** BEGIN GIVEN ENTRIES **
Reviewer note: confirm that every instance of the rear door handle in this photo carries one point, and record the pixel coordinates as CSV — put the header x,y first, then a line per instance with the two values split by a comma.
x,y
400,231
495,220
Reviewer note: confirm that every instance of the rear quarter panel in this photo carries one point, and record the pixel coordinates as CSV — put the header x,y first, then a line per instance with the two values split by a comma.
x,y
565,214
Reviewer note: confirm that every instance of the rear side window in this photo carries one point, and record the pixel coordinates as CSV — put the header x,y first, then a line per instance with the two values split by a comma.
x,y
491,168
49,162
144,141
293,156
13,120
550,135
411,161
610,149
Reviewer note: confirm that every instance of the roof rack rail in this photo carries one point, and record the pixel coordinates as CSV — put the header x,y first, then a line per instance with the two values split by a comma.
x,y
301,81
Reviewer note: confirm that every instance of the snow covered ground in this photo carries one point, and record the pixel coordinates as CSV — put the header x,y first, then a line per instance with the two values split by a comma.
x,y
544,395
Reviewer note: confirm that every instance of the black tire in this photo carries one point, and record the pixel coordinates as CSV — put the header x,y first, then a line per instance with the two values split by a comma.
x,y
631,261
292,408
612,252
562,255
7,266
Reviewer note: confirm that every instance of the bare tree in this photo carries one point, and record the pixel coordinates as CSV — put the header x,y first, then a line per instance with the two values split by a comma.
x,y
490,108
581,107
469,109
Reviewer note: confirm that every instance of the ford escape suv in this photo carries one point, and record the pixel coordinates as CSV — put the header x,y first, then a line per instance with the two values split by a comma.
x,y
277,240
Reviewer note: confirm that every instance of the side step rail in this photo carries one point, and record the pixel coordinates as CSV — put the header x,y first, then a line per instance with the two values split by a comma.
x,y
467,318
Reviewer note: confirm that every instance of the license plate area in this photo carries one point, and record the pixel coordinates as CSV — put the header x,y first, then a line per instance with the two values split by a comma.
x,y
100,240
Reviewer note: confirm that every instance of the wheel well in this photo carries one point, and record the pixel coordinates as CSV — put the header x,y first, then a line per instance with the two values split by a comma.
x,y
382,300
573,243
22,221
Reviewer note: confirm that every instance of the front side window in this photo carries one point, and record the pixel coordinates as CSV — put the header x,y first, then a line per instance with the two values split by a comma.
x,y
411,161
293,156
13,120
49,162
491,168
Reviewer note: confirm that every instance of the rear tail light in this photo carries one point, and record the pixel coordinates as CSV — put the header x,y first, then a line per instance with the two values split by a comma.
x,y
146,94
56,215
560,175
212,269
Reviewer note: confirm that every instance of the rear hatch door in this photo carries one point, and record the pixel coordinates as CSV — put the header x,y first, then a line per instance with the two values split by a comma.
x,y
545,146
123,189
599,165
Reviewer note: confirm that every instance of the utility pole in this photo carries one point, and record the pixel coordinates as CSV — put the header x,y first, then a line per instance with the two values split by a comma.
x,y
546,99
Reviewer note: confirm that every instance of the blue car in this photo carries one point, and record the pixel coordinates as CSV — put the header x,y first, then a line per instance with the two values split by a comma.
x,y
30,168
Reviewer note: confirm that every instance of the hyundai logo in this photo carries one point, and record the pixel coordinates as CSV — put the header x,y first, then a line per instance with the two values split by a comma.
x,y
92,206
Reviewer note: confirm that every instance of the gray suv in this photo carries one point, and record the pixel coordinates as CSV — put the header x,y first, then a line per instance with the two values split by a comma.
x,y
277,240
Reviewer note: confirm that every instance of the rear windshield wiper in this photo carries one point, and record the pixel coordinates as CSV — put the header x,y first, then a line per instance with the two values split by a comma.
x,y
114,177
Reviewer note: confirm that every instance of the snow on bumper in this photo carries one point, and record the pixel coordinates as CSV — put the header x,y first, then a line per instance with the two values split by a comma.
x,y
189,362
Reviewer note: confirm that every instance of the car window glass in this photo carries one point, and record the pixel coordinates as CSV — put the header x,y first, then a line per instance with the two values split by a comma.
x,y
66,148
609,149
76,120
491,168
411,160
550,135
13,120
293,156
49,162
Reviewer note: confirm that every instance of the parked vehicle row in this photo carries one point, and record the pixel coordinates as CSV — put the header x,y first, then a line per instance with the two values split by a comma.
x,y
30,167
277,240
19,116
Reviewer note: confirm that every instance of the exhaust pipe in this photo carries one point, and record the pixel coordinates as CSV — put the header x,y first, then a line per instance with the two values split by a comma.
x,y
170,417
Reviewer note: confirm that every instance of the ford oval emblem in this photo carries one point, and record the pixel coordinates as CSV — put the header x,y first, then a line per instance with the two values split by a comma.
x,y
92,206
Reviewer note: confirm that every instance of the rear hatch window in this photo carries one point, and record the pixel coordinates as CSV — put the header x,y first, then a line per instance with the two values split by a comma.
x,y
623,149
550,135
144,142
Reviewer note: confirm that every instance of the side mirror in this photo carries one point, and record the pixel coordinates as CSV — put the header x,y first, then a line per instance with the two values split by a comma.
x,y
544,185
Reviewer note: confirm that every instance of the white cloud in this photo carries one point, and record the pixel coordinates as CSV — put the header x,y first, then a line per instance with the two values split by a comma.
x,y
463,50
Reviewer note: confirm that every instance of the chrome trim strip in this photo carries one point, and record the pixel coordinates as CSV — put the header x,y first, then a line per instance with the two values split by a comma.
** END GIVEN ENTRIES **
▸ BRIEF: Output exactly the lines above, from the one holding "Reviewer note: confirm that every instance of the exhaust" through the end of the data, including the first and last.

▸ SOLUTION TO THIS TASK:
Reviewer note: confirm that every instance of the exhaust pipe in this photo carries one point, and record the pixel coordinates as CSV — put the header x,y first, then a line per instance with the two values split by a comma.
x,y
170,417
Reviewer note: confirm that every instance of the ford oval emblem in this photo carries one point, and record the pixel coordinates as CSV — put the header x,y first, then a line per instance with the two values split by a comma.
x,y
92,206
Reviewer note: confirm that every instance of the rear hatch window in this photo carries one point, and record the pixel coordinates as CSV — put the header x,y first, then a line per instance with the two values split by a comma.
x,y
623,149
550,135
144,142
Reviewer note: confirm that every instance of the side mirror in this photo carries one point, and record the pixel coordinates as CSV — put the header x,y first, then a line per instance with the two values split by a comma.
x,y
544,185
Reviewer note: confirm that every instance of the white cloud in this photo carries one point, and record the pixel coordinates as CSV — put the header x,y first, then a line per instance with the two values split by a comma.
x,y
463,50
Reviewer note: confirm that every instance of the chrome trim strip in this photo carries one point, and record the pixel coordinates as CSV — put the header x,y first, then a line per instance with the two values split by a comma.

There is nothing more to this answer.